- FUNDING
- United Kingdom
Details
- Deadline
- Applications will be considered as they are received and offers will be made on an ongoing basis until all places for 2018 have been allocated, after which a reserve list will be operated.
- Research Field
- Natural sciencesProfessions and applied sciences
- Funding Type
- Funding
- Career Stage
- First Stage Researcher (R1) (Up to the point of PhD)
- European Research Programme
- Not funded by a EU programme
About
EPSRC Centre for Doctoral Training in Photonic Integration & Advanced Data Storage
The Centre for Doctoral Training (CDT) in Photonic Integration and Advanced Data Storage is a partnership between Queen’s University Belfast and the University of Glasgow which aims to tackle some of the challenges created by the increasing quantities of data generated by today's society.
The Centre's focus is on developing highly-manufacturable photonic integration technologies related to the magnetic storage of digital information. However, the development of these technologies will be relevant to a wide spectrum of end-users – from telecommunications to biophotonics, in which optical technologies are applied to living organisms and health care. Established in 2014 with substantial investment from the Engineering and Physical Sciences Research Council (EPSRC), both universities and industrial partners including Seagate, the industry leader in hard disc drives and storage solutions, the Centre will help to address a skills shortage in the photonics industry by educating fifty future scientists and engineers over the next years.

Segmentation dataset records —
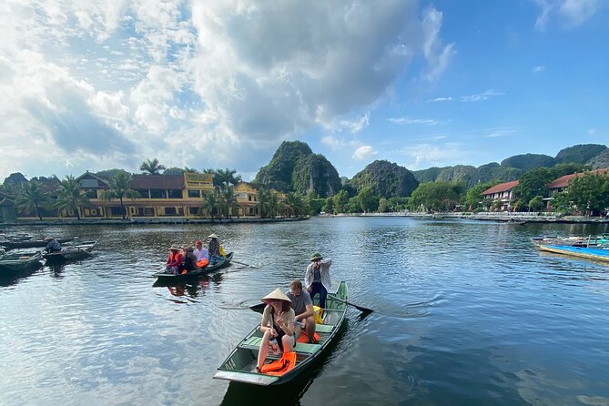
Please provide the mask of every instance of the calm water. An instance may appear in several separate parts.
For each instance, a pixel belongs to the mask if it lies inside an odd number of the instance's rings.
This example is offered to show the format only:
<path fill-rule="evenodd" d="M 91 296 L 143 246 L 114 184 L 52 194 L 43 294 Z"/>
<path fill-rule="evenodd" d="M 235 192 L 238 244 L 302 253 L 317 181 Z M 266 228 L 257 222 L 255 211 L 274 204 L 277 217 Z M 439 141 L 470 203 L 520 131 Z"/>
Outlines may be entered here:
<path fill-rule="evenodd" d="M 30 227 L 97 239 L 96 256 L 0 286 L 0 404 L 609 405 L 609 266 L 529 238 L 604 226 L 404 218 L 286 224 Z M 215 232 L 235 259 L 153 287 L 172 243 Z M 339 340 L 279 389 L 212 380 L 310 255 L 349 283 Z M 256 403 L 256 402 L 255 402 Z"/>

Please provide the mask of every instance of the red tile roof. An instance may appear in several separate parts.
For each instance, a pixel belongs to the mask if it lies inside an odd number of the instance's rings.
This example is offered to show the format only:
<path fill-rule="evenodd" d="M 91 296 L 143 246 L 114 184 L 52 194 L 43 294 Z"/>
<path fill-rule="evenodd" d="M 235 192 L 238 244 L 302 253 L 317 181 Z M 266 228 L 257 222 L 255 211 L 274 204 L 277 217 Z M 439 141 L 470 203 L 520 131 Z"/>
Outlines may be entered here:
<path fill-rule="evenodd" d="M 516 185 L 520 183 L 519 180 L 513 180 L 512 182 L 500 183 L 495 185 L 491 188 L 484 190 L 482 195 L 492 195 L 493 193 L 507 192 L 508 190 L 513 189 Z"/>
<path fill-rule="evenodd" d="M 594 169 L 591 170 L 589 172 L 580 172 L 580 173 L 573 173 L 571 175 L 564 175 L 563 177 L 560 177 L 557 179 L 553 180 L 548 184 L 548 188 L 549 189 L 557 189 L 560 188 L 566 188 L 569 186 L 569 180 L 573 179 L 575 177 L 581 177 L 584 173 L 594 173 L 594 174 L 601 174 L 601 173 L 607 173 L 609 172 L 609 167 L 604 167 L 603 169 Z"/>
<path fill-rule="evenodd" d="M 132 189 L 183 189 L 183 175 L 134 175 Z"/>

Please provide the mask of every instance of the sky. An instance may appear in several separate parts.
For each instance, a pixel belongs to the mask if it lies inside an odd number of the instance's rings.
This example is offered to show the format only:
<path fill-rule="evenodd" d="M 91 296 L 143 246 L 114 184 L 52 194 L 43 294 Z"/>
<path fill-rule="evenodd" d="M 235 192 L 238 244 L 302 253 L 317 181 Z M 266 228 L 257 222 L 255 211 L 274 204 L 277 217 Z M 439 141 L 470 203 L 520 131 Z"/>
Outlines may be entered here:
<path fill-rule="evenodd" d="M 609 144 L 604 0 L 5 0 L 0 181 L 147 159 L 252 180 Z"/>

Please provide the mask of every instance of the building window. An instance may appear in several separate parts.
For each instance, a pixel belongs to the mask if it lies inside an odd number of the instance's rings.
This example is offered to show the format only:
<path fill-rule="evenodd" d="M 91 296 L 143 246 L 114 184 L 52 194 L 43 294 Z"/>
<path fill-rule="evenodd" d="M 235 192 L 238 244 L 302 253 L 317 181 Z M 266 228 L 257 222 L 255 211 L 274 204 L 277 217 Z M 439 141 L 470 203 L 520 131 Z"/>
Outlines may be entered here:
<path fill-rule="evenodd" d="M 167 198 L 167 190 L 150 189 L 150 198 Z"/>
<path fill-rule="evenodd" d="M 169 189 L 169 198 L 182 198 L 181 189 Z"/>
<path fill-rule="evenodd" d="M 88 198 L 97 198 L 97 190 L 88 189 L 85 192 L 85 196 L 86 196 Z"/>

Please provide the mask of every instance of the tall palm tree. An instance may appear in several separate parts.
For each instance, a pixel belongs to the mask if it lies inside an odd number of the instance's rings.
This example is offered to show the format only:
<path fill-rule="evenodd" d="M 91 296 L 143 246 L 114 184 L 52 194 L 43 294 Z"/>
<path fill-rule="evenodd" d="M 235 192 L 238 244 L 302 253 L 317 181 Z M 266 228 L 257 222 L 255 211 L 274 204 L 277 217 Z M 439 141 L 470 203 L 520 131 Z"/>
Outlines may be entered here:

What you will do —
1 – Rewrite the records starting with the line that contains "Please provide the mask of every instance of the tall" and going on through the end of the records, with "palm tree" replaced by "street lamp" and everything else left unchanged.
2 – Write the next part of the doctoral training centre listing, picking up after its last sentence.
The text and the records were taken from separate sources.

The replies —
1 –
Please provide the mask of every instance of the tall street lamp. An instance may appear in several separate parts.
For each instance, a pixel belongs to the mask if it lies inside an odd number of the instance's rings.
This example is offered to show the format only:
<path fill-rule="evenodd" d="M 91 296 L 143 246 L 114 184 L 52 194 L 43 294 Z"/>
<path fill-rule="evenodd" d="M 235 192 L 238 244 L 302 253 L 317 181 Z M 266 228 L 257 222 L 255 211 L 274 204 L 277 217 Z M 439 141 L 470 203 L 520 131 Z"/>
Outlines may be entered here:

2 –
The ability to store digital information has become a growing concern, as the memory capacity of even the smallest of devices, such as smartphones, has grown exponentially. To continue to increase the capacity of hard disk drives required to support 'cloud' computing a new technology will be required – and that is likely to be heat-assisted magnetic recording (HAMR), which uses electromagnetic energy to locally heat the disk to ease the process of writing data on to it. It would allow recording densities to continue to increase at the same rate as happened over the past decade.
HAMR requires the integration of photonic components such as lasers, waveguides and plasmonic antennas into the recording head. This exciting technology is the focus of the CDT where the key challenge for the researchers is to make HAMR deployable as a low-cost manufacturable technology giving them a unique opportunity to undertake doctoral training and research on an industrially significant project.
The developments required by HAMR will drive low-cost photonic integration and plasmonic technology into other industries and applications. The Centre for Doctoral Training brings together a critical mass of partners from universities and industries that can meet this challenge, integrating expertise from material physics through to semiconductor device manufacture.
The CDT offers students a cutting-edge research environment to undertake a diverse and exciting range of topical doctoral research projects which cut across physics, materials and electrical and optical engineering through to applications as diverse as data storage and biosciences. Our doctoral training programme provides a framework for student cohorts to be educated, trained and to learn from industry best practice in distributed working whilst developing specialist technical skills alongside innovation and business skills.
Eligibility and How to Apply
We are now recruiting for 2018 and have a number of 4-year fully-funded studentships available to UK and EU nationals.
Applicants should have, or hope to have, a 2:1 (or equivalent) in a cognate physical sciences or engineering discipline, such as physics, materials science, electrical engineering, chemistry or chemical engineering.
Each studentship covers fees and a maintenance stipend at the current EPSRC rate of £14,777. Additionally, CDT students benefit from funding for travel and mobility between the institutions as well as to conferences. Each student also has significant individually tailored research project expenses.
If you have any queries about eligibility please contact Brenda Morris, in the first instance.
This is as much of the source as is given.